ASSIGNED TASK:
Please count the lines in the listing below where the word "baseball" appears. Give the number only.

INPUT:

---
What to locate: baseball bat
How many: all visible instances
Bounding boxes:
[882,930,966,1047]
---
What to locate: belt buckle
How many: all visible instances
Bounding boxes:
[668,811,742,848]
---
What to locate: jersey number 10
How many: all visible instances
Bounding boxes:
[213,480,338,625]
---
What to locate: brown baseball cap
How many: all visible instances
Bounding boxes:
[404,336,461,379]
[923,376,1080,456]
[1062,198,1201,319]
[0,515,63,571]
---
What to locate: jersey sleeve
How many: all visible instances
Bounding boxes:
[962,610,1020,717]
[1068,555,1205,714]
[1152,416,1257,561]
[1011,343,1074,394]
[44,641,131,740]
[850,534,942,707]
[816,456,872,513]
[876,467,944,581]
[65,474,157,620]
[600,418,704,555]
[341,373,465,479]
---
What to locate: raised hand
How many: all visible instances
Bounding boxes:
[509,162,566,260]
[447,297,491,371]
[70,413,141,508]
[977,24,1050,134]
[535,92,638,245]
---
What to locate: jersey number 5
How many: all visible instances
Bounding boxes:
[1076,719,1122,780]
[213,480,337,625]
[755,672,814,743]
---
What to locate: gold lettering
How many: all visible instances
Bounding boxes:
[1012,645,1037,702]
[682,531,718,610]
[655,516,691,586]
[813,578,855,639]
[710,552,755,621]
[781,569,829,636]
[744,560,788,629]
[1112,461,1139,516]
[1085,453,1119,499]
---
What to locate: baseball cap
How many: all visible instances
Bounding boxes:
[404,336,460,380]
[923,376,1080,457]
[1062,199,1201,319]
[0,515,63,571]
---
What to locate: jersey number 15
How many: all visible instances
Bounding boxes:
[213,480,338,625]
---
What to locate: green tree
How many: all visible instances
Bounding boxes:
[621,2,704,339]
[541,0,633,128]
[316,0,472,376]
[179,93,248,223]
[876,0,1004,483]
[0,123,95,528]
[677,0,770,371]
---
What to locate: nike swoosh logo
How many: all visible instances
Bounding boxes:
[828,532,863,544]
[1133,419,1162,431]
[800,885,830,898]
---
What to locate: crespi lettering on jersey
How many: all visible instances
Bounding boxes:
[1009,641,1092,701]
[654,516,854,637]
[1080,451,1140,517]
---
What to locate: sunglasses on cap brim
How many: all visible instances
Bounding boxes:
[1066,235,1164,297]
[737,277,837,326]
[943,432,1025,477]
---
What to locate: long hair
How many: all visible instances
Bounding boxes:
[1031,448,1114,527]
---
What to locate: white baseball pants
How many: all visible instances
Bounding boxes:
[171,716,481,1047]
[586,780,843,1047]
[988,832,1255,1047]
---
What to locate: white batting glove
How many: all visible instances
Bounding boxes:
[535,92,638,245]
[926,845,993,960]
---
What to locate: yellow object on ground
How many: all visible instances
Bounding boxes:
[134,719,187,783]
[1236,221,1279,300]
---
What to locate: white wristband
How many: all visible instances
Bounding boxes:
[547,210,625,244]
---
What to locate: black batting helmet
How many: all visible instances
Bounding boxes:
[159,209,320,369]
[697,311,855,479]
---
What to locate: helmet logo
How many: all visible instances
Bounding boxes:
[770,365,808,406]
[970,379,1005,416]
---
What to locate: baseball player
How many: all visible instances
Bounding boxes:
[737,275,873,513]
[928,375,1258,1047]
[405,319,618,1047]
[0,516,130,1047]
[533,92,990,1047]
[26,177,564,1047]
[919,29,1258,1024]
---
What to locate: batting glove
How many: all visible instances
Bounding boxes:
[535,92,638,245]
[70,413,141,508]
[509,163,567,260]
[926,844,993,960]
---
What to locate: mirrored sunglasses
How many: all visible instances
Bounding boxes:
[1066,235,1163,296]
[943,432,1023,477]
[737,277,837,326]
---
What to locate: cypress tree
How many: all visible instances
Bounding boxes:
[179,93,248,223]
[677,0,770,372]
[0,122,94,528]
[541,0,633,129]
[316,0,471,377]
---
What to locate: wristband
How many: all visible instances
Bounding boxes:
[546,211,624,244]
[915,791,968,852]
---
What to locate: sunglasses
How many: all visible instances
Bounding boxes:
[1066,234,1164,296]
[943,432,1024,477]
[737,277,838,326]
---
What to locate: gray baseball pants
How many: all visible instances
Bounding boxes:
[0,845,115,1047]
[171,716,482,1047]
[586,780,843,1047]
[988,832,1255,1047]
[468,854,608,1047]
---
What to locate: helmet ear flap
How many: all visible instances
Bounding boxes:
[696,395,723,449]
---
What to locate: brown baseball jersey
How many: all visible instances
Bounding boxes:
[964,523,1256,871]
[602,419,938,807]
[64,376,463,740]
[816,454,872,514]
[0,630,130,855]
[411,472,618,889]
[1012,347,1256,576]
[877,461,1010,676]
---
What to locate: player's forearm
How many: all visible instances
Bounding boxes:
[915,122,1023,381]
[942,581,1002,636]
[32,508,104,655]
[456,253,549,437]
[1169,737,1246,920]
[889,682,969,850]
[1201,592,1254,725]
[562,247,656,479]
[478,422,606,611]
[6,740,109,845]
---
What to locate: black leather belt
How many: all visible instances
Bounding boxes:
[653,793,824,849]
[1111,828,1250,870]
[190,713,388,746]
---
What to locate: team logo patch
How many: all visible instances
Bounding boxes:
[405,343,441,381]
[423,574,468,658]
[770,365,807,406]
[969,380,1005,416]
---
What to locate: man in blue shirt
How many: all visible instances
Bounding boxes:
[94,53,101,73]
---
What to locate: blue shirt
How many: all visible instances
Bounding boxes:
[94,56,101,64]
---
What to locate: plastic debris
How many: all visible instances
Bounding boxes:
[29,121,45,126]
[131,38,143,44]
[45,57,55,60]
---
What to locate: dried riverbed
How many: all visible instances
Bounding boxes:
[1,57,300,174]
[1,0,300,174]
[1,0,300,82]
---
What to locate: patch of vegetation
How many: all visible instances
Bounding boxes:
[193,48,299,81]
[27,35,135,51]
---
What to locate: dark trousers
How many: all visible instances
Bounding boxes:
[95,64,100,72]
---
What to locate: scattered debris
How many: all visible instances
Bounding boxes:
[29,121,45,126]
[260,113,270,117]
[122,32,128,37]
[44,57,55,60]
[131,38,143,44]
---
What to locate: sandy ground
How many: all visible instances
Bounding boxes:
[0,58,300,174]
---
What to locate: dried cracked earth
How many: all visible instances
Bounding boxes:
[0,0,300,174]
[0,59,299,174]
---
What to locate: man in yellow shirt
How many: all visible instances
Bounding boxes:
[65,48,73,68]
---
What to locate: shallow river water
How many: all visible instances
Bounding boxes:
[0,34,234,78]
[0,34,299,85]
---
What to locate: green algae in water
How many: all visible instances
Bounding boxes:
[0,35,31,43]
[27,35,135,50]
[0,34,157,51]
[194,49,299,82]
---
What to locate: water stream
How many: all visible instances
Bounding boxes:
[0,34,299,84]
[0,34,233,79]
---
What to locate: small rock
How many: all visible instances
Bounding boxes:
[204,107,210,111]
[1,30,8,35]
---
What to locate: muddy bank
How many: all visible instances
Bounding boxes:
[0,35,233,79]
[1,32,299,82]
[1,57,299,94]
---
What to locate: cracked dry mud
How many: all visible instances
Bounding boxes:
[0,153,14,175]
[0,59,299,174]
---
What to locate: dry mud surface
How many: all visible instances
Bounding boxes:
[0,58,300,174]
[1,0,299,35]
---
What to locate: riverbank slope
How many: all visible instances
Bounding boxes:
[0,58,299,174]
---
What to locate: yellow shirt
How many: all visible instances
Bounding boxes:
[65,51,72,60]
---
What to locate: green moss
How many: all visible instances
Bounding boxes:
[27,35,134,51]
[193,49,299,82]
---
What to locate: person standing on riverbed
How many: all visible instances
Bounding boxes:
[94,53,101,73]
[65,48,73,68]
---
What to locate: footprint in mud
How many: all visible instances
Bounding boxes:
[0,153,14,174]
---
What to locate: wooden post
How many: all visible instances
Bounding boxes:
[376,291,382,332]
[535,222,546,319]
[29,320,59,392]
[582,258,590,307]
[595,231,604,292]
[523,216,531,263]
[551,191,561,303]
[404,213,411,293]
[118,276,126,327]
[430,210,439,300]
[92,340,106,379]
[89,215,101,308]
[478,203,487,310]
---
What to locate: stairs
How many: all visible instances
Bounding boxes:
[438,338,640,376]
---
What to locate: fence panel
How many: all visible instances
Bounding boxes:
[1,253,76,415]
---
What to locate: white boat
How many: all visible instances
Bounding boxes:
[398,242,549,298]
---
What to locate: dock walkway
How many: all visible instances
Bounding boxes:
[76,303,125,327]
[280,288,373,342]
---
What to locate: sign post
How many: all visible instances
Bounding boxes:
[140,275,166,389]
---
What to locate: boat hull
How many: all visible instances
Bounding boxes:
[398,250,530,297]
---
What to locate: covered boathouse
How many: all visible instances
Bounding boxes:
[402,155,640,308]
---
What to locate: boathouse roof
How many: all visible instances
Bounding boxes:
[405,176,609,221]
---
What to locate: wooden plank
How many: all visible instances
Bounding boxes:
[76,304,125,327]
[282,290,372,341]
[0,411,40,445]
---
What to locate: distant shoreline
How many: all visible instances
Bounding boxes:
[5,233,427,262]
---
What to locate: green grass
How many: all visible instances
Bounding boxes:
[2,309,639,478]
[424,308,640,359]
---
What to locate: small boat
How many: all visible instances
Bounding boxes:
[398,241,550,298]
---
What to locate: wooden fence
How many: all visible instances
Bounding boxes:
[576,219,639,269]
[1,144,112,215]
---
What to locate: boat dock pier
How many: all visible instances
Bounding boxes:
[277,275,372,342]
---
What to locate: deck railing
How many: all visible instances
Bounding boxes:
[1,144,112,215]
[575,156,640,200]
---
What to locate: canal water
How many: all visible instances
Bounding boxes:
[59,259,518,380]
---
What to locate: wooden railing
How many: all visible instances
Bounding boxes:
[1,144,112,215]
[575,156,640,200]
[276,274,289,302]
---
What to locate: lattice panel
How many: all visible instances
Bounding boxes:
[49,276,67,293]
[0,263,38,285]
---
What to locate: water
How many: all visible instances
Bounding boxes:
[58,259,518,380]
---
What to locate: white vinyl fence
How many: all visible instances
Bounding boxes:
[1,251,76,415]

TASK ANSWER:
7